» **Tasks**:
(1) Decide whether each statement below agrees with the abstract on molecular chaperones in infection. For each, answer yes or no and quote the deciding words of the abstract.
(a) The proteostatic load falls as cellular stress rises.
(b) Bacterial Hsp70 can be selectively inhibited even though it is highly conserved.
(c) In Kaposi sarcoma, blocking protein-protein interactions in the Hsp90 complex stops viral replication but greatly reduces cell viability.
(2) Translate this sentence from the abstract on molecular chaperones in infection into Spanish: "This means that molecular chaperones are potential drug targets for treatment of infectious disease."

Abstract Description

Protein homeostasis (proteostasis) describes the combined cellular processes that regulate the synthesis, folding and turnover of proteins in the cell. Proteostasis is essential for cell survival and the proteostatic load increases with cellular stress. Paradoxically, the proteostasis machinery, particularly molecular chaperones, can also be co-opted by pathogens to support and progress disease. In the case of infectious diseases, both host and pathogen molecular chaperones are required for infection, dissemination and drug resistance. This means that molecular chaperones are potential drug targets for treatment of infectious disease. However, molecular chaperones are often considered undruggable due to concerns around selectively and targeting systems that rely on protein-protein interactions rather than enzyme activity. Using the examples of tuberculosis and the viral-associated malignancy Kaposi sarcoma, we demonstrate the critical role of the Hsp70-Hsp90 complex to infection using a range of in vitro and in vivo models. Despite high levels of sequence and structural conservation, selective inhibition of bacterial Hsp70 is possible. Inhibition is antibacterial and can re-sensitise resistant strains to existing antibiotics. In the case of Kaposi sarcoma, inhibition of protein-protein interactions in the Hsp90 complex is sufficient to prevent viral replication without significantly impacting cell viability. Taken together, these data demonstrate that molecular chaperones are valid targets for infection, but development of effective therapeutic strategies requires approaches specifically tailored to context and underpinned by mechanistic understanding of chaperone function.

» **Data provided**:
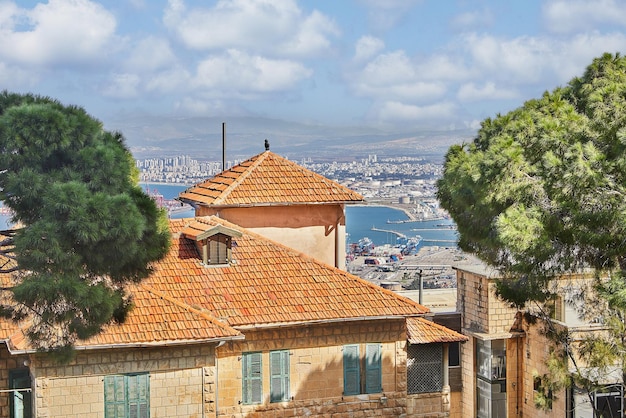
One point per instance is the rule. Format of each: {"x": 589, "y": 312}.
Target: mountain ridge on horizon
{"x": 201, "y": 137}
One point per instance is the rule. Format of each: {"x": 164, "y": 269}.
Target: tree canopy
{"x": 84, "y": 228}
{"x": 541, "y": 190}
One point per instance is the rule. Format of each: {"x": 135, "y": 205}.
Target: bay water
{"x": 378, "y": 223}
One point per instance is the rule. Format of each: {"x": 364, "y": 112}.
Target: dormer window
{"x": 214, "y": 243}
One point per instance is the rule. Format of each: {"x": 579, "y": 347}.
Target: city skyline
{"x": 395, "y": 65}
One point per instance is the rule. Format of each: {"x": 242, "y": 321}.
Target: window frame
{"x": 127, "y": 384}
{"x": 16, "y": 376}
{"x": 362, "y": 375}
{"x": 251, "y": 384}
{"x": 279, "y": 375}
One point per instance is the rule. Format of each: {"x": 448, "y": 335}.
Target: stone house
{"x": 506, "y": 355}
{"x": 280, "y": 200}
{"x": 235, "y": 324}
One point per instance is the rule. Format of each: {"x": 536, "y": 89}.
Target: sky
{"x": 418, "y": 64}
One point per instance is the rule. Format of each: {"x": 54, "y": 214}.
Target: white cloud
{"x": 240, "y": 74}
{"x": 60, "y": 31}
{"x": 366, "y": 47}
{"x": 384, "y": 15}
{"x": 394, "y": 77}
{"x": 400, "y": 112}
{"x": 488, "y": 91}
{"x": 472, "y": 20}
{"x": 150, "y": 54}
{"x": 275, "y": 27}
{"x": 122, "y": 86}
{"x": 567, "y": 16}
{"x": 518, "y": 60}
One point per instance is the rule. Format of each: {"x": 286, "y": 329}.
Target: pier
{"x": 398, "y": 234}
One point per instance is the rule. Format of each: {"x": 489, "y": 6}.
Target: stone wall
{"x": 481, "y": 310}
{"x": 316, "y": 372}
{"x": 180, "y": 381}
{"x": 8, "y": 363}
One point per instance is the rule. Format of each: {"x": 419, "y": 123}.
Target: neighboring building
{"x": 280, "y": 200}
{"x": 506, "y": 355}
{"x": 234, "y": 324}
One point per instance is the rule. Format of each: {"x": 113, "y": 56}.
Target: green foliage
{"x": 541, "y": 193}
{"x": 542, "y": 190}
{"x": 87, "y": 227}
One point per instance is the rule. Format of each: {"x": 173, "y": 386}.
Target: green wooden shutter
{"x": 20, "y": 402}
{"x": 127, "y": 396}
{"x": 373, "y": 368}
{"x": 279, "y": 379}
{"x": 138, "y": 390}
{"x": 351, "y": 370}
{"x": 114, "y": 397}
{"x": 252, "y": 382}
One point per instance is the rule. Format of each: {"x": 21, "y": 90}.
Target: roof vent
{"x": 214, "y": 243}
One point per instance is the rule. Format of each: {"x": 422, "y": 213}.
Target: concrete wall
{"x": 181, "y": 381}
{"x": 316, "y": 230}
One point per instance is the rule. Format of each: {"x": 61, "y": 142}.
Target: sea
{"x": 381, "y": 224}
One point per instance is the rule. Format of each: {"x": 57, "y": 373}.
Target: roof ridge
{"x": 188, "y": 308}
{"x": 344, "y": 273}
{"x": 305, "y": 170}
{"x": 244, "y": 175}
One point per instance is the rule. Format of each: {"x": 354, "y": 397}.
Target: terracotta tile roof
{"x": 269, "y": 283}
{"x": 157, "y": 319}
{"x": 423, "y": 331}
{"x": 267, "y": 179}
{"x": 160, "y": 319}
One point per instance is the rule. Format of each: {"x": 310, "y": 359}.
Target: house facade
{"x": 280, "y": 200}
{"x": 507, "y": 353}
{"x": 234, "y": 323}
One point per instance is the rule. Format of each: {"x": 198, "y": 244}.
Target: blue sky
{"x": 418, "y": 64}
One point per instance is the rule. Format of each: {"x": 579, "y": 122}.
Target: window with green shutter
{"x": 20, "y": 401}
{"x": 351, "y": 370}
{"x": 127, "y": 396}
{"x": 279, "y": 379}
{"x": 251, "y": 376}
{"x": 362, "y": 375}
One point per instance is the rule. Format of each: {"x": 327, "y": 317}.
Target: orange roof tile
{"x": 267, "y": 179}
{"x": 269, "y": 283}
{"x": 156, "y": 319}
{"x": 423, "y": 331}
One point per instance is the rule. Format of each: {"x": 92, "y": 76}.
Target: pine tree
{"x": 540, "y": 193}
{"x": 85, "y": 229}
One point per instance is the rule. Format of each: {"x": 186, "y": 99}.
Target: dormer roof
{"x": 267, "y": 179}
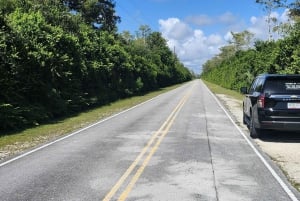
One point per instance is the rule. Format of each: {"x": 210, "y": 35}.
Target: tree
{"x": 269, "y": 6}
{"x": 242, "y": 40}
{"x": 98, "y": 13}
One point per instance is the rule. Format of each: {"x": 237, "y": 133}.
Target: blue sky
{"x": 196, "y": 28}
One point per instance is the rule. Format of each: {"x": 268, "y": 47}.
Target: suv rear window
{"x": 282, "y": 85}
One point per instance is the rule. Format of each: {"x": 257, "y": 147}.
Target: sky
{"x": 196, "y": 29}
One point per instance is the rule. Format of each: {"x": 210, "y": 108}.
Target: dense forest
{"x": 242, "y": 59}
{"x": 61, "y": 57}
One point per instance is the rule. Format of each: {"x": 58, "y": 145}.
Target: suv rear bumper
{"x": 280, "y": 125}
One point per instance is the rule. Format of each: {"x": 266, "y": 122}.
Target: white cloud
{"x": 194, "y": 47}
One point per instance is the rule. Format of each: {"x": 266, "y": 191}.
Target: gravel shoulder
{"x": 283, "y": 148}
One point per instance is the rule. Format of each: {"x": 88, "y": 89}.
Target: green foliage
{"x": 54, "y": 64}
{"x": 282, "y": 56}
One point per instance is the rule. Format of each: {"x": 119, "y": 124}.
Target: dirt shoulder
{"x": 283, "y": 148}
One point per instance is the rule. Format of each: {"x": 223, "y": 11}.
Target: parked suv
{"x": 272, "y": 102}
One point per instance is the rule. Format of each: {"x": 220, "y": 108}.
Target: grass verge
{"x": 18, "y": 142}
{"x": 235, "y": 95}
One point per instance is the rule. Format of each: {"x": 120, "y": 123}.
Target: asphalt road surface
{"x": 181, "y": 145}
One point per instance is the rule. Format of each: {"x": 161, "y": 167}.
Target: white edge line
{"x": 272, "y": 171}
{"x": 74, "y": 133}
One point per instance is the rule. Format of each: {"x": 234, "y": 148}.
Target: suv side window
{"x": 259, "y": 85}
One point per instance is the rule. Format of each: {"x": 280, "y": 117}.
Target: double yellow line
{"x": 151, "y": 148}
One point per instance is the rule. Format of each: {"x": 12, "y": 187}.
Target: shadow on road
{"x": 280, "y": 136}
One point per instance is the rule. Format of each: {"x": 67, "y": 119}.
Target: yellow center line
{"x": 163, "y": 130}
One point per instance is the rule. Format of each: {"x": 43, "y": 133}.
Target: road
{"x": 181, "y": 145}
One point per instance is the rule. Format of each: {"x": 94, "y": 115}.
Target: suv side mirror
{"x": 244, "y": 90}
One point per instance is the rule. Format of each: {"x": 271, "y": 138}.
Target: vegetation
{"x": 239, "y": 62}
{"x": 62, "y": 57}
{"x": 19, "y": 141}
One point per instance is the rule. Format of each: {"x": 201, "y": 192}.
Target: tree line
{"x": 60, "y": 57}
{"x": 240, "y": 61}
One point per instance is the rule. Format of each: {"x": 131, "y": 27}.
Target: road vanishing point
{"x": 180, "y": 146}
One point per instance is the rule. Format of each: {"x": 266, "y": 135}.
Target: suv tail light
{"x": 261, "y": 101}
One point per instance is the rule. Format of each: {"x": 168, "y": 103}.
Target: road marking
{"x": 268, "y": 166}
{"x": 75, "y": 133}
{"x": 158, "y": 136}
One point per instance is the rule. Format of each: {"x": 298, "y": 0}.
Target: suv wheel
{"x": 254, "y": 132}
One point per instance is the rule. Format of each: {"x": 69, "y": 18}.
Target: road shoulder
{"x": 283, "y": 150}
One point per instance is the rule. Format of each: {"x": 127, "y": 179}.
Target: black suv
{"x": 272, "y": 102}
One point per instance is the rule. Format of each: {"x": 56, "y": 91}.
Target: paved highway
{"x": 181, "y": 145}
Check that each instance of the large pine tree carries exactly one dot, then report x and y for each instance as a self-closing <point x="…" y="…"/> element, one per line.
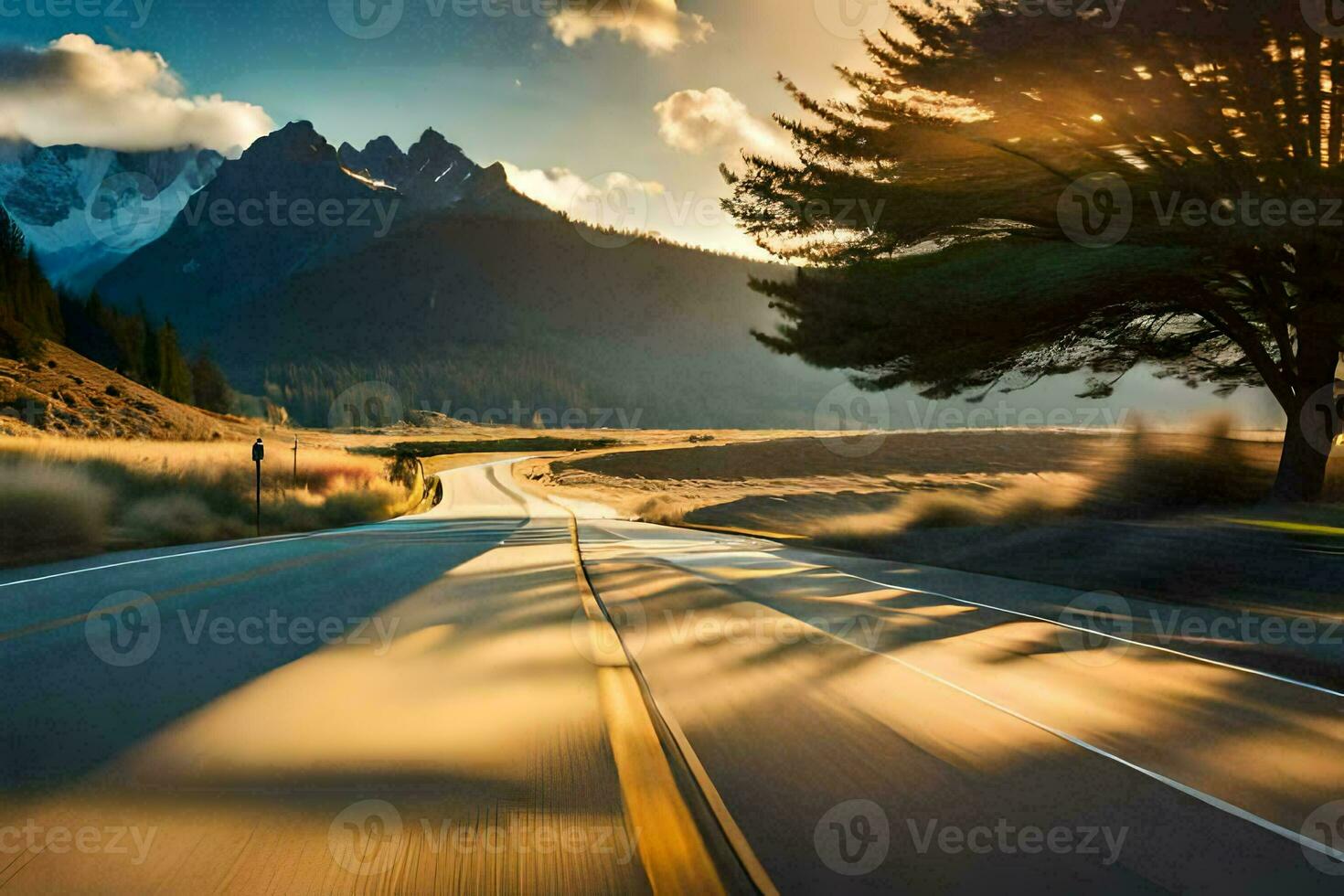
<point x="30" y="309"/>
<point x="1020" y="168"/>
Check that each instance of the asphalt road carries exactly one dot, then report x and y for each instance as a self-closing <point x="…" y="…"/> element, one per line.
<point x="443" y="704"/>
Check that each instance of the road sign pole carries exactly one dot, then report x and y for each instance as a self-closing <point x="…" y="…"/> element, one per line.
<point x="258" y="453"/>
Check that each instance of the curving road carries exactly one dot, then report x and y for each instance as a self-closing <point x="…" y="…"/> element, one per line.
<point x="449" y="703"/>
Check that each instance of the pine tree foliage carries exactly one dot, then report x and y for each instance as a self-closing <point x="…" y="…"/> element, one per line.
<point x="975" y="132"/>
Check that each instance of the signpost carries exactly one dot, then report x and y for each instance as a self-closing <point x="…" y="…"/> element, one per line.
<point x="258" y="453"/>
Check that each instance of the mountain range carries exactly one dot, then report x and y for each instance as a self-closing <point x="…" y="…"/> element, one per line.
<point x="83" y="209"/>
<point x="309" y="269"/>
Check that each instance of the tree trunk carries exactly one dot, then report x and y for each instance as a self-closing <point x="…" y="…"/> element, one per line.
<point x="1312" y="423"/>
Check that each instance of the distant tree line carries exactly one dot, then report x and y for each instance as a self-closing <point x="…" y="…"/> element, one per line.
<point x="33" y="311"/>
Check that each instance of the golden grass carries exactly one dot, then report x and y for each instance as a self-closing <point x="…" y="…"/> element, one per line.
<point x="69" y="497"/>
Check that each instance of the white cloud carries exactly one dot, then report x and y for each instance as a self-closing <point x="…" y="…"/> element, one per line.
<point x="703" y="120"/>
<point x="589" y="199"/>
<point x="80" y="91"/>
<point x="655" y="25"/>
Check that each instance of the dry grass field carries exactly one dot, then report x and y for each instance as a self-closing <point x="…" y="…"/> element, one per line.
<point x="70" y="497"/>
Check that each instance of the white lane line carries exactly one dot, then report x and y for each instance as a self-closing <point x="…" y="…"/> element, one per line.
<point x="1297" y="837"/>
<point x="1113" y="637"/>
<point x="155" y="559"/>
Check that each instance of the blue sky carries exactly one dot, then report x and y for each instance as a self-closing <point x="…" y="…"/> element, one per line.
<point x="504" y="78"/>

» **List of solutions**:
(1)
(a) No: "the proteostatic load increases with cellular stress"
(b) Yes: "Despite high levels of sequence and structural conservation, selective inhibition of bacterial Hsp70 is possible."
(c) No: "sufficient to prevent viral replication without significantly impacting cell viability"

(2) Esto significa que las chaperonas moleculares son posibles dianas farmacológicas para el tratamiento de enfermedades infecciosas.